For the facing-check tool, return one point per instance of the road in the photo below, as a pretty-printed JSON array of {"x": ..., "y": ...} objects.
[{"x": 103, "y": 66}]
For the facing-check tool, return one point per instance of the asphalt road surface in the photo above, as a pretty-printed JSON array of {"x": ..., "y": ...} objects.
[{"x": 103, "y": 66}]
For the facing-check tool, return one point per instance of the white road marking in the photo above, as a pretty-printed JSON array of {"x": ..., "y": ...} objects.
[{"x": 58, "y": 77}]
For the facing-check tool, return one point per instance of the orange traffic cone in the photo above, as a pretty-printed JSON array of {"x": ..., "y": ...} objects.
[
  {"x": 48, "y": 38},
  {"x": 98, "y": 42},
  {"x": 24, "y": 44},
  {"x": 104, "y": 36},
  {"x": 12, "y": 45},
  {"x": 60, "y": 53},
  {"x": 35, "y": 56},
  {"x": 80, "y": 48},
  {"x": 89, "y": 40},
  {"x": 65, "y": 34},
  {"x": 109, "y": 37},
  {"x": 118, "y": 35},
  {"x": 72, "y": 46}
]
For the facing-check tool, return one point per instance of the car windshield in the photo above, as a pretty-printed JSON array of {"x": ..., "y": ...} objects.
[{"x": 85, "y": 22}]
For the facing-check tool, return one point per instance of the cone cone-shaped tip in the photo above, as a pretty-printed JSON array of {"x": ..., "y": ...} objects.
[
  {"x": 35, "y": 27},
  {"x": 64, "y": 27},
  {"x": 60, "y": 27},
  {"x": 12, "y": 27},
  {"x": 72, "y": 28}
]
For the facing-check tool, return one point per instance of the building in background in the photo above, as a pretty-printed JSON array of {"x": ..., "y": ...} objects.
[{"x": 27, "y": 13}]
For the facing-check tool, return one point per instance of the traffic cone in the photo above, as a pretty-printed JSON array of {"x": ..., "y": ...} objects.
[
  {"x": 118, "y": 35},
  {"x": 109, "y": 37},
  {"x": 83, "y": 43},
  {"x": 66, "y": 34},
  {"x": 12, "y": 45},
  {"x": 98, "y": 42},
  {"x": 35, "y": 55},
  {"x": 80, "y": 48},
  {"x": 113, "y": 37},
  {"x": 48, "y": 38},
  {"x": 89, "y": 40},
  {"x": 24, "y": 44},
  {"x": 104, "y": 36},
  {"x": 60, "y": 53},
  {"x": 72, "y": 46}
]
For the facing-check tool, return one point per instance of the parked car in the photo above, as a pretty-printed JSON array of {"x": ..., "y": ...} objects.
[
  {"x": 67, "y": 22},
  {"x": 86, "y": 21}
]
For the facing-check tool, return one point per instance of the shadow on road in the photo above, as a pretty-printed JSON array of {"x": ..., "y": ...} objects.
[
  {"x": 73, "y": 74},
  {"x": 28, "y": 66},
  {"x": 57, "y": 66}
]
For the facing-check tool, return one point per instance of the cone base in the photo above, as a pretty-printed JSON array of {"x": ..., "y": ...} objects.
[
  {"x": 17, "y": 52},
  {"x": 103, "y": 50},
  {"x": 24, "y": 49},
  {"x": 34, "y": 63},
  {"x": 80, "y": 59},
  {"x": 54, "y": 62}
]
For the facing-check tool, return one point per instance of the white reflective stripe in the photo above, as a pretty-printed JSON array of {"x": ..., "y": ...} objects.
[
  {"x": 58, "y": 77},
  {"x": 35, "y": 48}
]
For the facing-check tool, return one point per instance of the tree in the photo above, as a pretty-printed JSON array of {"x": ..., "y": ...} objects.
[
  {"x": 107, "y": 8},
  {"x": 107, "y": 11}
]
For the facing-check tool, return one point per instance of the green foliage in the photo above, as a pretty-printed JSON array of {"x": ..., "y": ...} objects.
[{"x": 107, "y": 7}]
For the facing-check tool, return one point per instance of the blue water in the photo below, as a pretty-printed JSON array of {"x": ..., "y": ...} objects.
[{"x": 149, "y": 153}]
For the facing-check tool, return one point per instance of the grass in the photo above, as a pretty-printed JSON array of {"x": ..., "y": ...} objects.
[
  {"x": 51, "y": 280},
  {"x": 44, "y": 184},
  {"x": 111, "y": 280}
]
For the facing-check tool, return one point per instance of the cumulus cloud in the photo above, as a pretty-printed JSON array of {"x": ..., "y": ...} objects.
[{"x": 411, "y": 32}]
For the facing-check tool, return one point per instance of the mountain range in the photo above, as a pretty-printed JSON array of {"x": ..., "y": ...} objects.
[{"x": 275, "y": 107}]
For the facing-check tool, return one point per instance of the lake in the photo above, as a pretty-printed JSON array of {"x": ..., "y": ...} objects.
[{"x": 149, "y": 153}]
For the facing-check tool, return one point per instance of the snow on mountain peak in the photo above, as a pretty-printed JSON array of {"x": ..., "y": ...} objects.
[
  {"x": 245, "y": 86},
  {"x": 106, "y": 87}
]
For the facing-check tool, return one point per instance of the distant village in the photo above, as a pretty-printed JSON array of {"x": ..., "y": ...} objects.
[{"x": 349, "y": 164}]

--

§ Instructions to follow
Repeat all of the records exactly.

§ The completed task
For the facing-check tool, return one point per instance of the road in the photo below, as a pretty-printed JSON array of {"x": ..., "y": ...} objects.
[{"x": 103, "y": 66}]
For the facing-check tool, return one point per instance of the asphalt road surface in the photo above, as a pretty-printed JSON array of {"x": ..., "y": ...} objects.
[{"x": 103, "y": 66}]
For the facing-check tool, return one point per instance of the white road marking in the photo above, as a pretty-printed JSON array of {"x": ..., "y": ...} objects.
[{"x": 58, "y": 77}]
For the facing-check tool, return one point per instance of the orange traffic cone in the photo above, as a pretty-printed JSON array of {"x": ..., "y": ...} objects.
[
  {"x": 48, "y": 38},
  {"x": 98, "y": 42},
  {"x": 24, "y": 44},
  {"x": 104, "y": 36},
  {"x": 12, "y": 45},
  {"x": 60, "y": 53},
  {"x": 35, "y": 56},
  {"x": 80, "y": 48},
  {"x": 89, "y": 40},
  {"x": 65, "y": 34},
  {"x": 109, "y": 37},
  {"x": 118, "y": 35},
  {"x": 72, "y": 46}
]
For the facing-check tool, return one point per instance of the car windshield in the photo above, as a pretty-printed JSON array of {"x": ..., "y": ...} objects.
[{"x": 85, "y": 22}]
For the facing-check tool, return one point per instance of the cone cone-shaped tip in the photo above, as a pretty-printed JSON array of {"x": ..., "y": ...} objects.
[
  {"x": 35, "y": 27},
  {"x": 64, "y": 27},
  {"x": 60, "y": 27},
  {"x": 12, "y": 27},
  {"x": 72, "y": 28}
]
For the facing-check tool, return one point per instance of the building in background in the photo above, as a pretty-printed JSON array of {"x": ..., "y": ...} objects.
[{"x": 27, "y": 13}]
For the facing-check tool, return one point per instance of the traffic cone in the photo above, as a pretty-printed JSON array of {"x": ..., "y": ...} objects.
[
  {"x": 118, "y": 35},
  {"x": 109, "y": 37},
  {"x": 83, "y": 43},
  {"x": 66, "y": 34},
  {"x": 12, "y": 45},
  {"x": 98, "y": 42},
  {"x": 35, "y": 55},
  {"x": 80, "y": 48},
  {"x": 113, "y": 37},
  {"x": 48, "y": 38},
  {"x": 89, "y": 40},
  {"x": 24, "y": 44},
  {"x": 104, "y": 36},
  {"x": 60, "y": 53},
  {"x": 72, "y": 46}
]
For the facing-check tool, return one point per instance of the parked car in the photo above, as a pretty-printed JSON array of {"x": ..., "y": ...} objects.
[
  {"x": 67, "y": 22},
  {"x": 86, "y": 21}
]
For the facing-check tool, return one point per instance of the shadow on road in the photo above, as a pretty-printed JSON array of {"x": ..., "y": ...} objects.
[
  {"x": 73, "y": 74},
  {"x": 28, "y": 66},
  {"x": 57, "y": 66}
]
For the facing-check tool, return one point per instance of the cone base in the photo above, as a pretty-printed JSON array of {"x": ..., "y": ...} objects.
[
  {"x": 17, "y": 52},
  {"x": 103, "y": 50},
  {"x": 24, "y": 49},
  {"x": 34, "y": 63},
  {"x": 80, "y": 59},
  {"x": 54, "y": 62}
]
For the facing-check tool, return one point per instance of the white reflective stripe in the photo above, as a pretty-printed JSON array of {"x": ..., "y": ...} objects.
[
  {"x": 58, "y": 77},
  {"x": 35, "y": 48}
]
For the facing-check tool, return one point per instance of the tree in the photo above, as a pretty-printed JSON array of {"x": ..., "y": ...} objects.
[
  {"x": 107, "y": 8},
  {"x": 107, "y": 11}
]
For the facing-check tool, return one point per instance of the green foliage in the photo above, as a pretty-printed JSON array of {"x": ..., "y": ...} objects.
[{"x": 107, "y": 7}]
For the facing-check tool, return one point per instance of the blue water in the photo below, as a pretty-printed JSON array of {"x": ..., "y": ...} objects.
[{"x": 149, "y": 153}]
For the facing-check tool, return one point per instance of the grass in the photo above, as a pretty-printed JSON array of {"x": ..., "y": ...} objects.
[
  {"x": 51, "y": 280},
  {"x": 44, "y": 184},
  {"x": 111, "y": 280}
]
For the facing-check tool, return one point per instance of the cumulus cloud in the photo above, as a pretty-printed JSON array of {"x": ..., "y": ...} objects.
[{"x": 411, "y": 32}]
For the facing-check tool, return one point per instance of the mountain range in the photo above, as a pretty-printed JSON array of {"x": ..., "y": ...} objects.
[{"x": 275, "y": 107}]
For the facing-check tool, return one point per instance of the lake in the photo above, as a pretty-printed JSON array of {"x": ..., "y": ...} objects.
[{"x": 149, "y": 153}]
For the facing-check tool, return one point per instance of the snow on mountain peak in the photo above, as a pretty-printed JSON array of {"x": ..., "y": ...} objects.
[
  {"x": 245, "y": 86},
  {"x": 106, "y": 87}
]
For the facing-check tool, return one point per instance of the distant village in the photo above, as a pretty-printed JSON array of {"x": ..., "y": ...} objects.
[{"x": 349, "y": 164}]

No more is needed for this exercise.